§ **GETOONDE TEKST**:
****************************************

Realisatie van doelen: omzetten in wet- en regelgeving
De doelen zijn vastgesteld en afspraken zijn inmiddels gemaakt; maar daarmee is het ei nog niet gelegd. Vaak moet wet- en regelgeving worden aangepast of overheidsinstrumenten worden geïntroduceerd om de maatregelen mogelijk te maken. Hoeveel regels er moeten worden aangepast blijkt uit een brief van minister Wiebes van Economische Zaken en Klimaat van september 2019 [6], waarin hij uiteenzet welke wet- en regelgeving aangepast moet worden om het Klimaatakkoord mogelijk te maken. Deze brief bevat 38 actiepunten en veel verschillende wetgevingsdossiers.
In een aantal gevallen gaat het om het aanpassen van fiscale regels; een redelijk makkelijke handeling. Een aantal actiepunten draait om het aanpassen van subsidieregels, eveneens makkelijk. Daarnaast is voorgenomen om een aantal grootschalige wetgevingsprocessen uit te voeren, ten eerste om nieuwe Europese regels in te voeren (Energiewet), om de Warmtewet aan te passen om de warmtetransitie in de gebouwde omgeving te faciliteren, en de Mijnbouwwet, Omgevingswet en de Wet milieubeheer moeten worden aangepast om bepaalde activiteiten zoals warmtenetten en ondergrondse CO₂-opslag mogelijk te maken. Deze wetgevingsprocessen zullen veel tijd in beslag nemen en naar verwachting zullen de parlementaire discussies hierover pas na de Tweede Kamerverkiezingen van 17 maart 2021 plaatsvinden.
Ook is besloten twee CO₂-heffingen in te voeren: voor industriële uitstoot (petroleum, chemische industrie) en voor elektriciteitsproductie. Op 13 november 2020 is de Wet voor de CO₂-heffing voor de industrie door de Tweede Kamer aangenomen [7]. Op 15 december 2020 zal de Eerste Kamer stemmen over dit voorstel.
Werkkracht, werkkracht, werkkracht: resultaten?

****************************************

[Gegevensitems]
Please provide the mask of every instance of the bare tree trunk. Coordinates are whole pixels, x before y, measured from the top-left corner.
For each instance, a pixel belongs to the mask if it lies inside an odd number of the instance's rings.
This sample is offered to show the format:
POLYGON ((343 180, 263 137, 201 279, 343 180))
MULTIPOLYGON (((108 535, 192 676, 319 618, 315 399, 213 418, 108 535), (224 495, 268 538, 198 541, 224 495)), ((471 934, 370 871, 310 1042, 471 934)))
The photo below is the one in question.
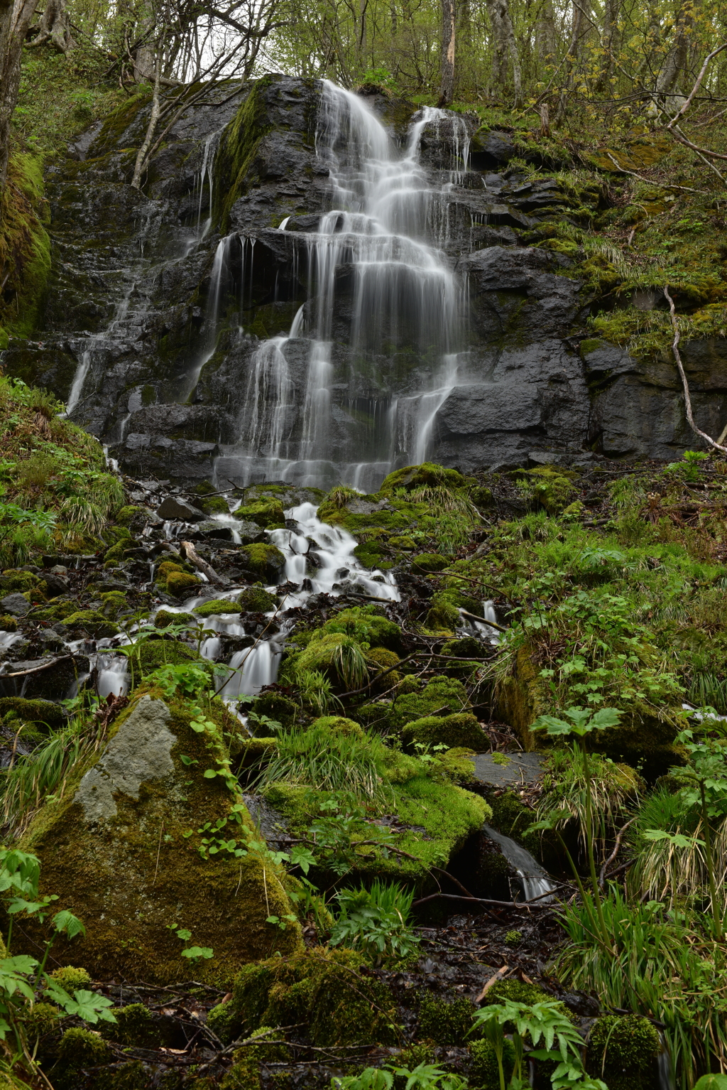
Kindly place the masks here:
POLYGON ((619 14, 620 0, 605 0, 603 8, 603 57, 601 60, 601 71, 595 84, 595 89, 599 92, 606 89, 614 69, 614 53, 618 50, 619 14))
POLYGON ((568 92, 570 89, 570 85, 572 82, 572 72, 578 61, 578 52, 580 49, 582 24, 583 24, 583 9, 581 8, 580 0, 572 0, 570 41, 568 44, 568 52, 566 55, 563 87, 560 88, 560 100, 558 102, 557 113, 555 114, 556 124, 563 121, 563 119, 566 116, 566 108, 568 104, 568 92))
POLYGON ((132 179, 132 189, 141 189, 141 172, 146 164, 147 152, 153 140, 155 130, 157 128, 157 122, 159 121, 159 74, 161 72, 161 57, 157 57, 157 62, 155 65, 155 80, 153 80, 153 96, 151 99, 151 114, 149 116, 149 124, 147 125, 146 136, 144 137, 144 143, 136 153, 136 164, 134 166, 134 178, 132 179))
POLYGON ((442 82, 439 106, 451 106, 454 98, 455 0, 442 0, 442 82))
POLYGON ((8 180, 10 119, 17 104, 23 41, 35 7, 36 0, 0 0, 0 194, 8 180))
POLYGON ((520 55, 515 40, 513 20, 508 0, 490 0, 490 21, 492 23, 493 37, 495 39, 495 62, 493 64, 493 81, 504 90, 507 80, 507 68, 505 57, 510 56, 513 63, 513 90, 515 93, 515 108, 522 106, 522 76, 520 73, 520 55))
MULTIPOLYGON (((661 71, 656 76, 656 94, 669 96, 677 89, 677 82, 687 63, 690 32, 693 25, 692 7, 689 0, 682 4, 677 17, 674 44, 664 58, 661 71)), ((663 99, 662 99, 663 101, 663 99)))
POLYGON ((47 0, 42 19, 36 29, 35 38, 27 43, 28 49, 42 46, 49 40, 61 53, 67 53, 69 49, 73 49, 75 46, 75 41, 71 37, 64 0, 47 0))

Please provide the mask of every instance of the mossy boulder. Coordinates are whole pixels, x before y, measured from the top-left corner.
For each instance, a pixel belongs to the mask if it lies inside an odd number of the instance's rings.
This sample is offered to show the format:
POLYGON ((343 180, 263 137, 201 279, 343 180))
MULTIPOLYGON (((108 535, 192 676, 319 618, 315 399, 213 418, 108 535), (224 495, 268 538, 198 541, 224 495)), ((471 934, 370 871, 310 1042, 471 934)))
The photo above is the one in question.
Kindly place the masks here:
MULTIPOLYGON (((204 775, 226 766, 223 731, 236 720, 219 700, 207 715, 212 725, 198 734, 185 701, 164 700, 158 689, 139 693, 94 763, 34 819, 20 846, 40 859, 41 892, 58 894, 87 929, 73 944, 57 942, 57 961, 82 960, 95 977, 185 979, 184 944, 170 924, 214 950, 195 969, 210 981, 299 948, 297 924, 266 923, 268 915, 291 913, 271 859, 200 851, 196 831, 206 822, 226 820, 223 836, 238 844, 254 833, 242 796, 221 776, 204 775)), ((33 953, 41 931, 30 924, 25 935, 17 953, 33 953)))
POLYGON ((212 598, 195 606, 194 611, 198 617, 217 617, 220 614, 242 613, 243 607, 230 598, 212 598))
POLYGON ((411 561, 411 570, 419 576, 428 576, 434 571, 443 571, 448 564, 441 553, 419 553, 411 561))
POLYGON ((391 496, 397 488, 406 488, 407 492, 442 485, 447 488, 464 488, 473 483, 472 477, 464 476, 458 470, 447 470, 435 462, 422 462, 421 465, 405 465, 404 469, 394 470, 384 477, 379 491, 383 496, 391 496))
POLYGON ((207 1024, 227 1043, 261 1026, 304 1022, 312 1043, 326 1046, 393 1044, 395 1019, 387 986, 368 973, 361 955, 317 947, 245 966, 207 1024))
POLYGON ((78 609, 69 617, 64 617, 63 622, 71 630, 77 629, 88 632, 95 640, 115 635, 119 631, 119 626, 104 617, 98 609, 78 609))
POLYGON ((377 611, 377 607, 353 606, 342 609, 323 625, 324 632, 343 632, 357 643, 368 643, 371 647, 402 650, 402 630, 394 621, 377 611))
POLYGON ((278 582, 278 577, 285 566, 285 557, 275 545, 254 542, 243 545, 241 559, 246 568, 256 574, 264 576, 271 583, 278 582))
POLYGON ((660 1085, 658 1031, 639 1015, 604 1015, 591 1027, 586 1069, 608 1090, 655 1090, 660 1085))
POLYGON ((469 711, 469 698, 461 681, 440 675, 428 681, 421 692, 397 695, 391 710, 391 720, 401 729, 424 716, 459 715, 469 711))
POLYGON ((186 571, 171 571, 167 579, 167 591, 175 598, 192 594, 199 586, 201 586, 200 580, 186 571))
POLYGON ((196 653, 180 640, 159 639, 144 640, 134 649, 130 656, 132 680, 138 685, 146 674, 159 669, 160 666, 178 666, 181 663, 192 663, 196 653))
POLYGON ((266 591, 262 583, 246 586, 242 594, 237 595, 237 601, 244 613, 270 613, 278 605, 275 595, 266 591))
MULTIPOLYGON (((40 585, 40 580, 32 571, 23 571, 20 568, 5 568, 0 576, 0 591, 10 594, 12 591, 33 591, 40 585)), ((1 596, 1 595, 0 595, 1 596)))
POLYGON ((65 726, 65 712, 50 700, 25 700, 23 697, 0 698, 0 719, 5 715, 17 716, 23 723, 36 723, 50 730, 65 726))
POLYGON ((172 613, 171 609, 160 609, 153 619, 157 628, 169 628, 170 625, 198 625, 199 618, 188 613, 172 613))
POLYGON ((417 742, 424 746, 465 747, 479 753, 484 748, 485 737, 477 716, 460 712, 456 715, 427 715, 415 719, 402 730, 402 739, 408 749, 417 742))
POLYGON ((283 511, 283 505, 279 499, 258 499, 254 504, 247 504, 245 507, 238 507, 235 511, 236 519, 245 519, 248 522, 255 522, 258 526, 263 530, 268 530, 270 526, 278 526, 281 523, 285 524, 285 512, 283 511))
POLYGON ((356 647, 360 654, 360 649, 356 640, 343 632, 324 632, 318 629, 308 646, 305 647, 295 663, 296 677, 300 677, 309 670, 320 670, 322 674, 334 680, 340 678, 340 664, 342 652, 346 647, 356 647))

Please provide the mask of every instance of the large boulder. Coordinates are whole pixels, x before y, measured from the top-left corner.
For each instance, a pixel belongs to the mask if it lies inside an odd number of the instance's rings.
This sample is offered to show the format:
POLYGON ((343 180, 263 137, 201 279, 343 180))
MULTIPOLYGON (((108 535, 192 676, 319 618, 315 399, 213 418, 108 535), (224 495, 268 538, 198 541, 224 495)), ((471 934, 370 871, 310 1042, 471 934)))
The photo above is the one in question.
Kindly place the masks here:
MULTIPOLYGON (((234 730, 223 705, 210 714, 198 732, 188 703, 143 692, 96 761, 34 820, 22 848, 40 859, 41 889, 87 929, 53 947, 61 964, 104 978, 183 980, 189 962, 175 931, 186 929, 193 945, 213 950, 194 976, 226 981, 245 962, 299 948, 297 924, 266 923, 291 913, 280 868, 264 852, 234 855, 254 825, 242 795, 205 775, 224 766, 222 729, 234 730), (218 838, 235 849, 210 855, 202 837, 215 834, 200 831, 220 821, 218 838)), ((25 933, 32 954, 40 933, 25 933)))

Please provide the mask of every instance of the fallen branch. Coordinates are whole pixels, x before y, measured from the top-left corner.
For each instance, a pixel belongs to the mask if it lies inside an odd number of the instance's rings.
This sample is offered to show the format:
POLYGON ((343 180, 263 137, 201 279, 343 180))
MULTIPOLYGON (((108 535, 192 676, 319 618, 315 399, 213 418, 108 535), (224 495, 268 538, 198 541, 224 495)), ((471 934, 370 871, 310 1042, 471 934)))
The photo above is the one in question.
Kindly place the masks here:
MULTIPOLYGON (((547 896, 547 894, 543 894, 543 896, 547 896)), ((520 901, 520 900, 490 900, 486 897, 463 897, 461 894, 456 894, 456 893, 431 893, 431 894, 429 894, 428 897, 420 897, 419 900, 415 900, 412 903, 412 905, 411 905, 411 908, 418 908, 419 905, 426 905, 430 900, 438 900, 438 899, 439 900, 464 900, 468 905, 493 905, 495 908, 516 908, 518 910, 521 910, 521 909, 530 910, 531 908, 544 908, 549 912, 553 911, 551 905, 535 905, 534 900, 537 900, 538 898, 533 898, 532 901, 530 901, 530 900, 528 900, 528 901, 520 901)))
POLYGON ((669 316, 671 318, 671 328, 674 329, 674 340, 671 341, 671 351, 674 353, 674 359, 676 361, 677 367, 679 368, 679 374, 681 375, 681 385, 685 391, 685 408, 687 410, 687 420, 689 422, 689 426, 691 427, 694 435, 699 435, 702 439, 706 439, 706 441, 710 444, 711 447, 714 447, 716 450, 720 450, 723 455, 727 455, 727 447, 722 447, 710 435, 707 435, 706 432, 703 432, 702 428, 698 427, 697 424, 694 423, 694 414, 692 413, 692 401, 691 397, 689 396, 689 383, 687 382, 687 375, 685 374, 683 364, 681 362, 681 355, 679 353, 679 341, 681 339, 681 335, 679 334, 679 325, 677 323, 677 316, 674 307, 674 300, 669 295, 668 284, 664 286, 664 296, 667 303, 669 304, 669 316))
POLYGON ((61 655, 59 658, 51 658, 49 663, 44 663, 42 666, 33 666, 29 670, 15 670, 14 674, 0 674, 0 680, 3 678, 23 678, 27 677, 28 674, 39 674, 40 670, 47 670, 50 666, 54 666, 56 663, 65 663, 69 658, 73 658, 73 655, 61 655))
POLYGON ((210 583, 219 583, 220 586, 226 586, 229 584, 230 582, 229 579, 224 579, 222 576, 218 576, 214 568, 212 568, 207 562, 207 560, 202 560, 202 558, 197 553, 195 546, 192 544, 192 542, 182 542, 181 548, 184 556, 189 561, 189 564, 194 564, 195 568, 197 568, 198 571, 204 572, 204 574, 206 574, 207 578, 209 579, 210 583))
POLYGON ((606 859, 605 863, 601 868, 601 874, 599 875, 599 885, 601 886, 602 889, 603 889, 604 882, 606 881, 606 871, 608 870, 608 868, 613 863, 614 859, 618 855, 618 849, 621 846, 621 840, 624 839, 624 834, 626 833, 626 829, 629 827, 629 825, 632 825, 634 821, 636 821, 636 818, 631 818, 631 820, 627 821, 626 825, 623 825, 621 828, 619 828, 619 831, 618 831, 618 834, 616 836, 616 844, 614 845, 614 850, 611 852, 611 855, 606 859))

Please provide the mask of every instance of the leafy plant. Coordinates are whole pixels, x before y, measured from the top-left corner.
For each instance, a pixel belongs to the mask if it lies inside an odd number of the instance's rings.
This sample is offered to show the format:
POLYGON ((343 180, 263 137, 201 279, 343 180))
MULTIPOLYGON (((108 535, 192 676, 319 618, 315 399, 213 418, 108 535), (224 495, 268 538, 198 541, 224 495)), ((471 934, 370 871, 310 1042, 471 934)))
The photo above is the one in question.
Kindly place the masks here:
POLYGON ((606 1090, 600 1079, 591 1079, 583 1070, 581 1049, 583 1039, 572 1025, 562 1003, 544 1001, 542 1003, 516 1003, 506 1000, 504 1003, 489 1004, 480 1007, 472 1015, 475 1022, 472 1031, 481 1031, 492 1044, 497 1058, 500 1090, 505 1090, 505 1069, 503 1056, 505 1052, 505 1029, 513 1029, 513 1045, 515 1047, 515 1066, 508 1086, 514 1090, 529 1085, 526 1078, 528 1059, 544 1059, 555 1062, 556 1067, 551 1075, 553 1090, 564 1090, 566 1087, 578 1087, 579 1090, 606 1090), (526 1052, 526 1045, 538 1045, 526 1052))
MULTIPOLYGON (((621 712, 616 707, 602 707, 597 712, 592 712, 590 708, 583 708, 583 707, 568 707, 564 712, 564 715, 567 715, 568 718, 558 719, 552 715, 541 715, 533 723, 531 730, 545 730, 551 737, 556 737, 556 738, 569 737, 570 735, 575 735, 576 738, 578 739, 581 750, 583 777, 586 780, 586 792, 584 792, 586 850, 588 853, 588 864, 591 874, 591 893, 593 896, 593 901, 595 903, 595 910, 599 918, 601 934, 604 941, 607 942, 608 937, 606 934, 606 928, 603 920, 603 909, 601 906, 601 891, 599 888, 599 879, 595 872, 595 857, 593 852, 593 812, 592 812, 593 787, 592 787, 591 762, 588 750, 586 748, 586 738, 594 730, 605 730, 608 727, 617 726, 621 716, 621 712)), ((544 827, 543 823, 541 823, 541 827, 544 827)), ((554 823, 551 825, 551 827, 554 827, 554 823)), ((580 877, 575 867, 574 867, 574 873, 576 875, 576 881, 580 886, 580 877)), ((582 887, 581 887, 581 893, 583 894, 582 887)))
POLYGON ((331 931, 331 946, 360 949, 380 965, 416 953, 419 938, 409 925, 414 893, 377 880, 370 889, 341 889, 340 913, 331 931))

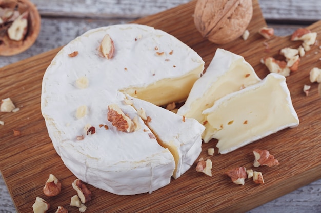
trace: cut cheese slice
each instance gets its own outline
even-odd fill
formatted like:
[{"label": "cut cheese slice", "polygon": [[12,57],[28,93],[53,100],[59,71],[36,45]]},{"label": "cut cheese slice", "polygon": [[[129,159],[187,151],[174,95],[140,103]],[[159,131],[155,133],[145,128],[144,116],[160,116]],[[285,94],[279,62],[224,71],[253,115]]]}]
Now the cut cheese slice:
[{"label": "cut cheese slice", "polygon": [[[113,44],[108,58],[99,52],[107,34]],[[70,57],[74,51],[78,55]],[[150,193],[168,184],[175,168],[173,155],[124,103],[124,92],[153,104],[179,101],[204,65],[190,48],[144,25],[102,27],[70,42],[46,71],[41,96],[49,135],[65,164],[82,181],[119,195]],[[178,130],[169,131],[173,135]]]},{"label": "cut cheese slice", "polygon": [[238,91],[260,80],[244,58],[231,52],[217,49],[206,72],[196,81],[185,104],[177,114],[193,117],[206,127],[202,138],[211,139],[213,130],[207,124],[202,112],[211,107],[220,98]]},{"label": "cut cheese slice", "polygon": [[216,101],[203,114],[222,154],[299,124],[285,77],[275,73]]},{"label": "cut cheese slice", "polygon": [[148,102],[129,96],[128,98],[137,111],[143,110],[144,115],[151,119],[146,124],[159,144],[171,152],[176,164],[173,177],[179,177],[199,156],[201,135],[205,128],[195,119],[185,119]]}]

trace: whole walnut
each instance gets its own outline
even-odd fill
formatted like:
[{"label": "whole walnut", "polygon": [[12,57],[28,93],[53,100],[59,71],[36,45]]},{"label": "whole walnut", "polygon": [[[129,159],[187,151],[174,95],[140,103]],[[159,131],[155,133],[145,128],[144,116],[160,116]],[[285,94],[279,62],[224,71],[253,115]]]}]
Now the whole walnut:
[{"label": "whole walnut", "polygon": [[239,37],[253,15],[252,0],[198,0],[194,22],[202,35],[224,44]]}]

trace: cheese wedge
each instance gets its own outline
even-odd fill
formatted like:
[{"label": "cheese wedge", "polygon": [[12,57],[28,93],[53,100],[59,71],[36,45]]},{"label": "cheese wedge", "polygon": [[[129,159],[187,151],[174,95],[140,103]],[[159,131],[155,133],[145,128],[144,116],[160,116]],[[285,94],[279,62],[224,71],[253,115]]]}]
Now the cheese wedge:
[{"label": "cheese wedge", "polygon": [[[106,57],[99,46],[103,38]],[[124,103],[125,94],[153,104],[180,101],[204,66],[190,48],[144,25],[104,27],[76,38],[59,52],[43,80],[42,113],[57,153],[78,179],[114,194],[151,193],[168,184],[175,169],[173,154]],[[158,111],[159,117],[165,114]],[[163,134],[163,123],[154,124],[155,134]],[[186,134],[195,138],[198,151],[199,126],[189,128],[195,134]],[[175,135],[179,130],[168,131]],[[180,150],[187,163],[196,155],[190,158],[192,149]]]},{"label": "cheese wedge", "polygon": [[213,130],[207,124],[202,112],[211,107],[220,98],[260,80],[253,67],[242,56],[218,48],[206,72],[195,83],[177,114],[194,118],[204,125],[206,129],[202,138],[207,143],[211,139]]},{"label": "cheese wedge", "polygon": [[203,114],[222,154],[299,124],[285,77],[275,73],[222,98]]},{"label": "cheese wedge", "polygon": [[132,101],[133,106],[137,111],[143,110],[142,119],[145,115],[151,119],[146,124],[156,136],[159,144],[168,148],[174,156],[176,167],[173,177],[178,178],[199,156],[202,151],[201,135],[205,128],[194,119],[183,117],[129,96],[128,98]]}]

****************************************

§ **OPDRACHT**: Zet de tekst over het vastleggen van de klimaatdoelen in wet- en regelgeving voort, vanaf het punt waar hij stopt. De rijen hebben niets met de tekst te maken.

§ **ANTWOORD**:
Er lijkt dus zeker wel sprake te zijn van werkkracht, de politiek heeft ambitieuze gesteld en een aantal belangrijke daarvan gerealiseerd: Klimaatwet, ambitieuzer EU-beleid en het sluiten van het Klimaatakkoord. Nu is de wetgever aan zet, om ervoor te zorgen dat alle wetgeving aansluit bij de ambities en maatregelen. Minister Wiebes is bezig om de 38 actiepunten uit te voeren en is op verschillende dossiers al redelijk ver gevorderd.
Maar wanneer is werkkracht nu precies effectief? Want daar draait alles om, uiteindelijk moet klimaatbeleid ook uitgevoerd worden en daadwerkelijk de uitstoot van broeikasgassen reduceren.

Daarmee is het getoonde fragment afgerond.